EXTRACTED TEXT section start

= Hong Kong literature =

Hong Kong literature is 20th-century and subsequent writings from or about Hong Kong or by writers from Hong Kong, primarily in the poetry, performance, and fiction media. Hong Kong literature reflects the area's unique history during the 20th century as a fusion of British colonial, Cantonese, and sea-trading culture. It has mainly been written in Vernacular Chinese and, to a lesser extent, English.

== Genres ==

Hong Kong fiction and performance (including Cantonese opera, television, plays, and film) are many and varied, though only a few film and theatrical works were widely known internationally until the late 20th and early 21st century. Hong Kong's wuxia (mou^{5} hap^{6}) martial arts fiction is one of Hong Kong's most famous exports, and provided many internationally recognised films and televisions programmes during the latter half of the 20th century, almost single-handedly bringing Hong Kong literature out of relative obscurity towards a global audience.

== Development ==
Many modern vernacular Chinese publications in Hong Kong have their origins in Chinese writers who fled from Communist and Nationalist fighting during the Chinese Civil War. A significant number of Chinese intellectuals and artists moved to Hong Kong between 1927 and 1937. Many of these people viewed themselves as outsiders in the Hong Kong community, and often wrote of the "barbaric" and "strange" practices of the southern Chinese people (a view evident even in the Tang dynasty). A second wave of writers came to Hong Kong in 1949 after the Chinese Communist Party's victory in the Chinese Civil War and the establishment of the People's Republic of China. While some in this second wave expressed the intention to "Northernise" Hong Kong, many of them began to recognise the valuable traditions that existed in local Hong Kong culture, and their efforts to preserve these traditions helped shape Hong Kong's literary landscape.

EXTRACTED TEXT section end
RECORD SET section start

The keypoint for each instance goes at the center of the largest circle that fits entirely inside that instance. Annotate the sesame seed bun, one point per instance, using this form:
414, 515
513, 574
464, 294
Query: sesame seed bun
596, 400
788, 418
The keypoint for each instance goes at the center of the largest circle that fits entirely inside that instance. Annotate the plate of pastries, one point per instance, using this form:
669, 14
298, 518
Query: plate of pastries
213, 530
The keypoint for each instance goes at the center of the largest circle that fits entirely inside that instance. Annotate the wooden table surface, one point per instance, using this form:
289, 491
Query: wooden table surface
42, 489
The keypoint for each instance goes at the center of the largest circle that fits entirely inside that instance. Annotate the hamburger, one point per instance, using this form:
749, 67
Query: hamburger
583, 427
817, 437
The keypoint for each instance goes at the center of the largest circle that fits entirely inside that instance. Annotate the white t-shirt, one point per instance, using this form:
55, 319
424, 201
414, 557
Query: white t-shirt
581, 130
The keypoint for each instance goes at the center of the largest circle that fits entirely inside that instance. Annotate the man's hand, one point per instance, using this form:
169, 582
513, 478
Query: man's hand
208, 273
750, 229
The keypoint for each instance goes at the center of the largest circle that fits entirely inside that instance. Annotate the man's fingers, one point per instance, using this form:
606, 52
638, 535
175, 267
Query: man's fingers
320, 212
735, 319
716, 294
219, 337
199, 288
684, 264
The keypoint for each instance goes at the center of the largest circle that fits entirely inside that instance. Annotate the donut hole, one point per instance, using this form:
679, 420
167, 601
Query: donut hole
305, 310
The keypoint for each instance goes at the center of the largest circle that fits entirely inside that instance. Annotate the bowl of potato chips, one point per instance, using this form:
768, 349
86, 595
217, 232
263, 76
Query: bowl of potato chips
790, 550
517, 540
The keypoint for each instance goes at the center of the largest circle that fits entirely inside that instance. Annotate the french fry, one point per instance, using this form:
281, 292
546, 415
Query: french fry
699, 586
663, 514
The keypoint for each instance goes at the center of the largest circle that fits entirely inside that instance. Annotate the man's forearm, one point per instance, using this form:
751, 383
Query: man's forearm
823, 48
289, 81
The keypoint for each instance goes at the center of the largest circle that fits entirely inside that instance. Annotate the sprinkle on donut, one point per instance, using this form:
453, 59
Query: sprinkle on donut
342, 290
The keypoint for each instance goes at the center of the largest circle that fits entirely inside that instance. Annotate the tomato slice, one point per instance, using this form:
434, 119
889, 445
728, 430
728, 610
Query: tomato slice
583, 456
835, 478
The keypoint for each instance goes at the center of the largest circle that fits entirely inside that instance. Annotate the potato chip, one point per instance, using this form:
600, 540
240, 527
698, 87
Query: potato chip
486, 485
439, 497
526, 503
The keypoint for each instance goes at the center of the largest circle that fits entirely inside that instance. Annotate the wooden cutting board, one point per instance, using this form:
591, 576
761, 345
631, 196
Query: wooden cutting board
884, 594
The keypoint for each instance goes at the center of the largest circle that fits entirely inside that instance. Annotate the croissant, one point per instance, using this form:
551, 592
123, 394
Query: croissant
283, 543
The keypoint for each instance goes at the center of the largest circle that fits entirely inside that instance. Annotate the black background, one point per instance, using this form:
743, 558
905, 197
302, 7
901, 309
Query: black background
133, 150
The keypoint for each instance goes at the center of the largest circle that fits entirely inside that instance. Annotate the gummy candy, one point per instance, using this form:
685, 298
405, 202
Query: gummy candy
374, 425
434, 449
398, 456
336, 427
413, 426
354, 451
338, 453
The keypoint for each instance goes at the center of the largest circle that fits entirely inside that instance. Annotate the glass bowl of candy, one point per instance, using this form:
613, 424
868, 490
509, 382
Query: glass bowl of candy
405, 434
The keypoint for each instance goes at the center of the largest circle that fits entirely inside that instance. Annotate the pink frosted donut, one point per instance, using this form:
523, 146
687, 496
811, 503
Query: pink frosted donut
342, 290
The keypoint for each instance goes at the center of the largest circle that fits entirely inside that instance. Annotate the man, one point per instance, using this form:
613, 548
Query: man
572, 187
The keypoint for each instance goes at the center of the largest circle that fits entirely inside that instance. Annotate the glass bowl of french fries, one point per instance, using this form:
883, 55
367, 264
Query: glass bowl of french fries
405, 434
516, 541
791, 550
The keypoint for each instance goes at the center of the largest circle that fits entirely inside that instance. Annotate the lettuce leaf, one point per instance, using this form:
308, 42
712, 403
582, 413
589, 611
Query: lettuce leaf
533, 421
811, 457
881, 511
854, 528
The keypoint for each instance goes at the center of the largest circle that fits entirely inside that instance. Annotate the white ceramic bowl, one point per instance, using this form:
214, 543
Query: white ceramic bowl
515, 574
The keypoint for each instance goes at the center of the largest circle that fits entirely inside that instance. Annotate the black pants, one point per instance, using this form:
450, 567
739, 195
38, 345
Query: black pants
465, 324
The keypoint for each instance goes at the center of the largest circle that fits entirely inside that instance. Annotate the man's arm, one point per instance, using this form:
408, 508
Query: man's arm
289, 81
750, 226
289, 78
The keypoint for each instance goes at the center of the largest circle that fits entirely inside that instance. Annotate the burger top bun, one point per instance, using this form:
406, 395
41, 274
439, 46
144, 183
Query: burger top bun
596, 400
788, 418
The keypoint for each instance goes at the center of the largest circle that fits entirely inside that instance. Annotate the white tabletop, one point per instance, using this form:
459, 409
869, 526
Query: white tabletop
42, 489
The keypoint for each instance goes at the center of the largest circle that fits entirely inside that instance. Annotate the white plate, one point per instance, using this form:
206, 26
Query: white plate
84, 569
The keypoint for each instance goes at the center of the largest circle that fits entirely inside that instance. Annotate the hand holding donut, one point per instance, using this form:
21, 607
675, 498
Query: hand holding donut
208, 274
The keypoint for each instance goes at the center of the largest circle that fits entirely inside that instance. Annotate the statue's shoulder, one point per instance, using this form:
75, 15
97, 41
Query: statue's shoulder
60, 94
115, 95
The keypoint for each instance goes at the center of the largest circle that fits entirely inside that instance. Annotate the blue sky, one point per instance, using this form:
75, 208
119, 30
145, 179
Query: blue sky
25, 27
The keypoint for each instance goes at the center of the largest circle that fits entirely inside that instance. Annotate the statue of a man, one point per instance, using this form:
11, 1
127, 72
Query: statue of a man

RECORD SET section end

DIRECTIONS —
1. For each statement, answer yes or no depending on whether the text on Hong Kong literature agrees, and quote the words from the text that decide it.
(a) Hong Kong literature has mainly been written in English.
(b) Many Chinese intellectuals and artists moved to Hong Kong between 1927 and 1937.
(c) The second wave of writers reached Hong Kong in 1937.
2. Continue the text on Hong Kong literature after its last sentence.
These lines have no role in this work.

ANSWERS FOR THE TASKS —
1.
(a) No: "It has mainly been written in Vernacular Chinese and, to a lesser extent, English."
(b) Yes: "A significant number of Chinese intellectuals and artists moved to Hong Kong between 1927 and 1937."
(c) No: "A second wave of writers came to Hong Kong in 1949"

2.
Because Hong Kong was a British colony for nearly all of the 20th century, it was spared the harsh censorship that the People's Republic of China and Taiwan endured at the hands of their political leaders. Hong Kong's literature and arts developed quite freely throughout the 20th century. After 1950, two general literary trends took form: the first, dubbed the "Greenback Culture" (綠背文化) sought to make itself appealing to contemporary American culture and consumers; the second, called the "Left Wing" (左翼), opposed the "Greenback" style. Hong Kong literature flourished domestically under these two different styles.

=== Mainland Chinese writers ===

Until 1950, modern literature in Hong Kong was dominated by writers who had fled fighting in northern China, and vestiges of their influence were still present in Hong Kong literature until around 1970. These writers fell into three main categories:
1. Newspaper and periodical editors: Maa Long, who edited "New Tides of Literature and Art" (文藝新潮), Huang Sicheng, who edited "Everyone's Humanities" (人人文學), and others, all were able to bring hitherto unknown information on Western literature to a Hong Kong audience, as well as providing a medium for local writers to publish their works.
2. Professors and teachers: teachers of literature encouraged research among their students and were often writers themselves. Author Xu Dishan, who taught at Hong Kong University, is the most famous of these.
3. Younger, radical writers: the works of Eileen Chang and Lau Yee Cheung challenged traditional structures in Hong Kong literature and showed aspects of Hong Kong life and society that were often either not treated or even taboo.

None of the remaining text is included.